### WHAT IS NEEDED
Take from the data every line in which the word "point" is found.

### INFORMATION PROVIDED
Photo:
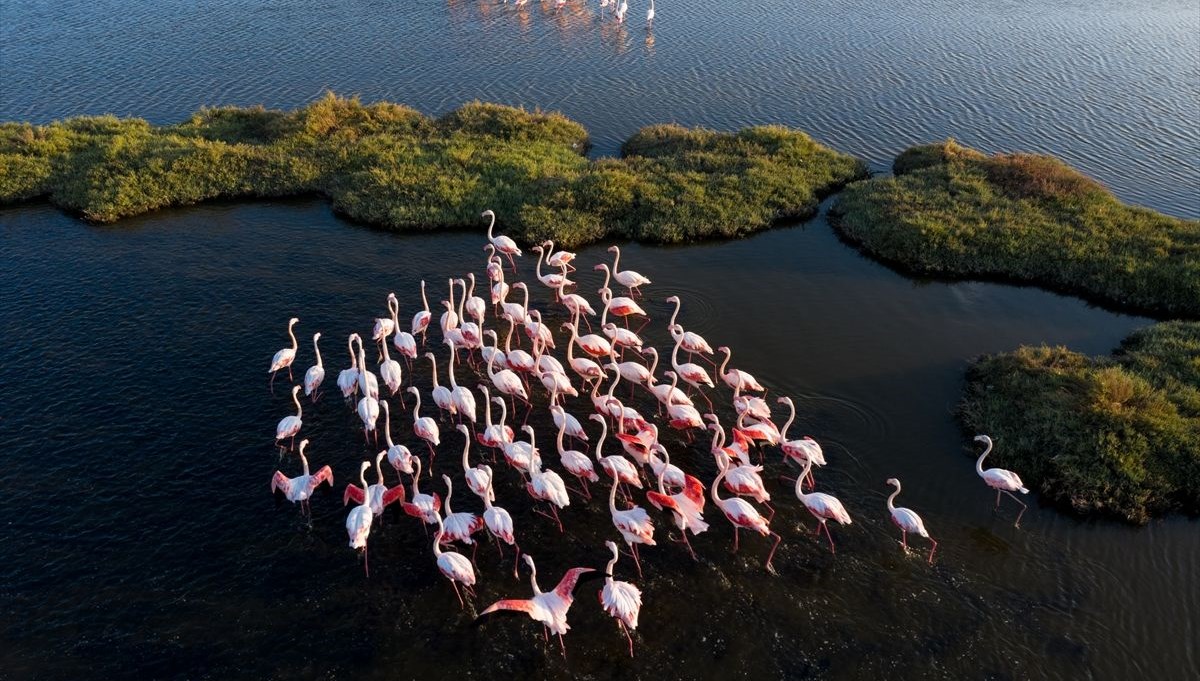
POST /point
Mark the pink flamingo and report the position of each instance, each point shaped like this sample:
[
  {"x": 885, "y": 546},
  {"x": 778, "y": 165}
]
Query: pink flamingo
[
  {"x": 621, "y": 600},
  {"x": 634, "y": 524},
  {"x": 289, "y": 425},
  {"x": 744, "y": 517},
  {"x": 283, "y": 359},
  {"x": 300, "y": 488},
  {"x": 453, "y": 565},
  {"x": 1001, "y": 480},
  {"x": 550, "y": 607},
  {"x": 907, "y": 520},
  {"x": 822, "y": 506},
  {"x": 316, "y": 373}
]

### SOLUTION TO THE PROBLEM
POST /point
Mark the pink flamingo and report the position of each instance, each point shaped like this sample:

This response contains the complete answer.